* **Stated exercise**: Copy the records below word for word, keeping every line unchanged.

* **Data**:
-------

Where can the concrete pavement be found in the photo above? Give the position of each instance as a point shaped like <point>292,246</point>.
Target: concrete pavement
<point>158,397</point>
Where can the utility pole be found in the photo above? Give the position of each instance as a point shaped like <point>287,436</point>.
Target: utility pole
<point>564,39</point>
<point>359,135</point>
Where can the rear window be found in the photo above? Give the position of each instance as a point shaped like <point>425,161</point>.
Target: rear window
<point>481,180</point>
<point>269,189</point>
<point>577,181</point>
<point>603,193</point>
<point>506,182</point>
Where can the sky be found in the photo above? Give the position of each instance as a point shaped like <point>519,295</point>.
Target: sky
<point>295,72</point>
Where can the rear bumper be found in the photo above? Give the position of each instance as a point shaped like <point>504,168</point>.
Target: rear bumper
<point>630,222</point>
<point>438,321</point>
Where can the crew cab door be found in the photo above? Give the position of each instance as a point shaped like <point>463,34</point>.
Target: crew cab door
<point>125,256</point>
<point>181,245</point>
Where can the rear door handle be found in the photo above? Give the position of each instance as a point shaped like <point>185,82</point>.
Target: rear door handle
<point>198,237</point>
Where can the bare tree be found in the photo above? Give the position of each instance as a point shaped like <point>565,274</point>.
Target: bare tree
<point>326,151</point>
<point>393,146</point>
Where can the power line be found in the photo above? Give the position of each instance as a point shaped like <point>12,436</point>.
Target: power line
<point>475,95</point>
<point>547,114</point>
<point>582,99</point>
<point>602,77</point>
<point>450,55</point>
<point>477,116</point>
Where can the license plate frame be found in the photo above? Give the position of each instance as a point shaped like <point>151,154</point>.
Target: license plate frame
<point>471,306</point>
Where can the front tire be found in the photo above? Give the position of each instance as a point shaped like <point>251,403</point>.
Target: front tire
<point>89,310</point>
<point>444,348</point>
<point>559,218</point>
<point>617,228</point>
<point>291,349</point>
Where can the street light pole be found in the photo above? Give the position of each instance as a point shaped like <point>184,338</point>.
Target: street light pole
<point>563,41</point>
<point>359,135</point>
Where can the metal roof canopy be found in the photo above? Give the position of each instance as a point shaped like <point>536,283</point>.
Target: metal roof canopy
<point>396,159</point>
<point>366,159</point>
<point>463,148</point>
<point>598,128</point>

-------

* **Response to this exercise**:
Where can the concrete pavement be found in the photo above? Give the position of each instance as a point shaped like <point>292,246</point>.
Target: concrete pavement
<point>158,397</point>
Where can the utility pole be found in the photo above? Give the position of each instance as a point shaped like <point>287,436</point>.
Target: utility pole
<point>564,39</point>
<point>359,135</point>
Where can the rear window be found in the photo above? Give the position of each instance as a point shaped like <point>425,161</point>.
Target: rear window
<point>481,180</point>
<point>269,189</point>
<point>577,181</point>
<point>603,193</point>
<point>506,182</point>
Where can the sky be found in the photo above? Give the position of each instance as a point shaped like <point>519,295</point>.
Target: sky
<point>295,72</point>
Where can the rear bumper be found in the photo above? Give the position of each instance as a point shaped like <point>504,168</point>.
Target: rear bumper
<point>630,222</point>
<point>438,321</point>
Where can the crew cab door be found in the photo above? Give the position of each instance as a point shaped like <point>463,34</point>.
Target: crew cab door
<point>125,256</point>
<point>181,245</point>
Where can the rear door handle be found in the photo above? Give the position of each instance as a point shaped like <point>185,82</point>.
Target: rear door handle
<point>198,237</point>
Where can the bare tree be found in the photo above? Give the position of each instance as a point shaped like <point>565,274</point>.
Target: bare tree
<point>326,151</point>
<point>393,146</point>
Where can the power line be found in the photo above? Give the position of each instance as a point shaped like <point>12,436</point>.
Target: power line
<point>475,95</point>
<point>547,114</point>
<point>582,99</point>
<point>602,77</point>
<point>450,55</point>
<point>477,116</point>
Where can the license plate frame be found in the photo above? Give the position of each instance as a point shaped like <point>151,154</point>.
Target: license plate frame
<point>471,306</point>
Where can the front tire be found in the photo above? Give the position of each instance as a point shaped like <point>251,403</point>.
Target: front tire
<point>89,310</point>
<point>444,348</point>
<point>559,218</point>
<point>617,228</point>
<point>291,349</point>
Where can the street light pole be found in the photo above? Give the position of each instance as a point shaped like <point>184,338</point>.
Target: street light pole
<point>563,41</point>
<point>359,135</point>
Where can the metal roof canopy be found in the photo above? Give the position of each instance as a point shaped like <point>536,283</point>.
Target: metal roof canopy
<point>396,159</point>
<point>366,159</point>
<point>463,148</point>
<point>598,128</point>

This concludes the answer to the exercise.